◆ **To do**: Pull out every line of the data below that contains the string "Segment", and list them in their original order.
-.-.-
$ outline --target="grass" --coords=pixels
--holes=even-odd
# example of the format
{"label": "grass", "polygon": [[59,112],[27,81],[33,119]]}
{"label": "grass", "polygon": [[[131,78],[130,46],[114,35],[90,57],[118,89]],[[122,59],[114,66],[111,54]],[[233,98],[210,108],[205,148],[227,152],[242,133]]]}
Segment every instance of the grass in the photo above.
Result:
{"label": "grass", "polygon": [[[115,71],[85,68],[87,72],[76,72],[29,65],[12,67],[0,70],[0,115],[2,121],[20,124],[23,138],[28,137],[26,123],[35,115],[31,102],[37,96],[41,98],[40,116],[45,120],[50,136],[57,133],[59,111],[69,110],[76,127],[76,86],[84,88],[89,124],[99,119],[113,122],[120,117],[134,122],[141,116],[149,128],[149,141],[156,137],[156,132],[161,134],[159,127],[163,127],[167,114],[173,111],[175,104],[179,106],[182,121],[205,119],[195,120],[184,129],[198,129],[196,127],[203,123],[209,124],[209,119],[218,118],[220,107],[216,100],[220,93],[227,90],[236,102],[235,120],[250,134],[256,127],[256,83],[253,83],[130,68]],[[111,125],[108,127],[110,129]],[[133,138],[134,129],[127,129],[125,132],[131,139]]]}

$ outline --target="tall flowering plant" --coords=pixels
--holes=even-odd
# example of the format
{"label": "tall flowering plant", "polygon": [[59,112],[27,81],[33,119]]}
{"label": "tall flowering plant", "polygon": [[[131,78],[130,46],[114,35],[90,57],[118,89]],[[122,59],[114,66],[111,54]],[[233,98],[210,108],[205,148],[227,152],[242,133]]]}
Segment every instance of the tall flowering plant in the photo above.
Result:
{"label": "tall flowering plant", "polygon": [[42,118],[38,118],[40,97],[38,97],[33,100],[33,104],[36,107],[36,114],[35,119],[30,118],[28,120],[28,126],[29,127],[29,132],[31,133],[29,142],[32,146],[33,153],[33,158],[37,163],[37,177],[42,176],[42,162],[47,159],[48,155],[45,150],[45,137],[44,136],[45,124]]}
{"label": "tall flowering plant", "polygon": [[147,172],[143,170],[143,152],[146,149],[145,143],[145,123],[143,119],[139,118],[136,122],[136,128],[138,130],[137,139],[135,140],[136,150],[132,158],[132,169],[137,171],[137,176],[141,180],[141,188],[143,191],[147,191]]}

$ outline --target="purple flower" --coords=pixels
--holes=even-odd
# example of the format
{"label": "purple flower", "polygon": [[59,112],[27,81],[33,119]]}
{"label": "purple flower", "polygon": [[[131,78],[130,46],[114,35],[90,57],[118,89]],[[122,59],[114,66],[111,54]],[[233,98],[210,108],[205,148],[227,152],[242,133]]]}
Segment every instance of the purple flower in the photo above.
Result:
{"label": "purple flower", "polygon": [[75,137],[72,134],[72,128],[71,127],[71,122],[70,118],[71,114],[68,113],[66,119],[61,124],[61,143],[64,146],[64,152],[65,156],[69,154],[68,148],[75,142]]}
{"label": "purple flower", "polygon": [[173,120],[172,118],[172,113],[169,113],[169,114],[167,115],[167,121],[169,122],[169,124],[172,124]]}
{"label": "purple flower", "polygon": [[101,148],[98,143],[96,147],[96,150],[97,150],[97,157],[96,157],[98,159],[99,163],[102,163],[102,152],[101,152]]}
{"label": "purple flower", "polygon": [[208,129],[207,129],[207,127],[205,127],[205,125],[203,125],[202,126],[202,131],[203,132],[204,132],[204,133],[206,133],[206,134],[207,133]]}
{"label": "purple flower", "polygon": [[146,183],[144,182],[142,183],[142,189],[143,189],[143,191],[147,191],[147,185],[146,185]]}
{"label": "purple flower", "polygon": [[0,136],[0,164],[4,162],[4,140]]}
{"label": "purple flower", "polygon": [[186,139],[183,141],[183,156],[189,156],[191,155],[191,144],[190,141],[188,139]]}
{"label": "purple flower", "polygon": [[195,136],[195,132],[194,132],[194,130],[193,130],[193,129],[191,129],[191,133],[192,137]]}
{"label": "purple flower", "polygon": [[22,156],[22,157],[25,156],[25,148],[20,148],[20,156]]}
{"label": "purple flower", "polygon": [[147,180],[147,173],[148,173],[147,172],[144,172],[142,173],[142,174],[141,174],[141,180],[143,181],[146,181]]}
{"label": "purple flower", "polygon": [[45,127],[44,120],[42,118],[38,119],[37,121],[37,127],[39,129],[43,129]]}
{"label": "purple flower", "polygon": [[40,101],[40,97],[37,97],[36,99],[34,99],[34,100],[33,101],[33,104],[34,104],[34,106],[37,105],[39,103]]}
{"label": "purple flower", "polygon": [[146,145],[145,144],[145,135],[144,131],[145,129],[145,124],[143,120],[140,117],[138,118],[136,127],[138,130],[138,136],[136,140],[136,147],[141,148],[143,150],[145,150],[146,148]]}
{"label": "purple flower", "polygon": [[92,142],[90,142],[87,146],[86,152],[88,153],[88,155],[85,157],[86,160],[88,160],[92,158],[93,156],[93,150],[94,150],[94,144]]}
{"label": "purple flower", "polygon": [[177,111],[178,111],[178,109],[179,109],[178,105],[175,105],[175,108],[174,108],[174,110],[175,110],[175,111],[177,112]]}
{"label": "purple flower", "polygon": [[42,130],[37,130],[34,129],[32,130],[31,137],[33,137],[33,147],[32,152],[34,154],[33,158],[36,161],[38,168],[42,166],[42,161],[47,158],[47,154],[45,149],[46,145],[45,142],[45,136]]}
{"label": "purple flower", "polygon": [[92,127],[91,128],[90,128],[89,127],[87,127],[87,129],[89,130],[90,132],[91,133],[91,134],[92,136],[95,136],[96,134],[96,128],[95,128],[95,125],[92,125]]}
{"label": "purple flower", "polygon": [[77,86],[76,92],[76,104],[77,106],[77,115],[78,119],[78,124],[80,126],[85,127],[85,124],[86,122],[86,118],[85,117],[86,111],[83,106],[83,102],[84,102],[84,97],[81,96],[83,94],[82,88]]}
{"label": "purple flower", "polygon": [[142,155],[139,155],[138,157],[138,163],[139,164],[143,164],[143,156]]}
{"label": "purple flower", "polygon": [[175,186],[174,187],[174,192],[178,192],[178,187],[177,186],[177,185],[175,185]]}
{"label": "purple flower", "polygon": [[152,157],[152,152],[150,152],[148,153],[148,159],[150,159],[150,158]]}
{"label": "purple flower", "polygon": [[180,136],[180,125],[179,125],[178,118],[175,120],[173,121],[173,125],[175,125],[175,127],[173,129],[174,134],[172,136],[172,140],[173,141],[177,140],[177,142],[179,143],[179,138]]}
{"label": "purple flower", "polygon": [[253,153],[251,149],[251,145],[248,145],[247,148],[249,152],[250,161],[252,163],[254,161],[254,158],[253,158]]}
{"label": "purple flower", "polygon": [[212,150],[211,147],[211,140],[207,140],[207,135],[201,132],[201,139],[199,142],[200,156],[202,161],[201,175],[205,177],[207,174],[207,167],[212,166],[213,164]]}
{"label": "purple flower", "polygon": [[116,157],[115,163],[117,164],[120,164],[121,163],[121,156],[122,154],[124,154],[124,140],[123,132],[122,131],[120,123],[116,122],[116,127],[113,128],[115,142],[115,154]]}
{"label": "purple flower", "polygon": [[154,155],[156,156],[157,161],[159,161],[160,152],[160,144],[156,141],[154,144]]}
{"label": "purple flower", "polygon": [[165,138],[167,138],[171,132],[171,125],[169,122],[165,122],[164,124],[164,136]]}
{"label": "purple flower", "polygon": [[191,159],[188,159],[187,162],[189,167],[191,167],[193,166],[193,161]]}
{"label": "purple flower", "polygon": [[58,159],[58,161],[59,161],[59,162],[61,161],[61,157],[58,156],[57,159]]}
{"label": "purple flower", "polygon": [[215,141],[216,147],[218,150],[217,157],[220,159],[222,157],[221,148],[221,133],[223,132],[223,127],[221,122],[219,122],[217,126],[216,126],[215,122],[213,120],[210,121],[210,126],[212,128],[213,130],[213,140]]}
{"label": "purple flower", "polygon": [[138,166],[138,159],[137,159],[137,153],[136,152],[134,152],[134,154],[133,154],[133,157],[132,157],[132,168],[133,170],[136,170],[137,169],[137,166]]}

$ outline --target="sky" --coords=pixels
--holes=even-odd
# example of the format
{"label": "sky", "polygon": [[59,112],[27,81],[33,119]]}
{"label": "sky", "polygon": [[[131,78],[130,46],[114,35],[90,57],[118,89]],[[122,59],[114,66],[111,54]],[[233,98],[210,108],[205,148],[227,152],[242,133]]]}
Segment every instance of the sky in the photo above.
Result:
-.-.-
◆ **Full solution**:
Segment every instance of the grass in the photo above.
Segment every instance of the tall flowering plant in the photo above.
Segment every instance of the purple flower in the photo above.
Segment every instance of the sky in the photo above.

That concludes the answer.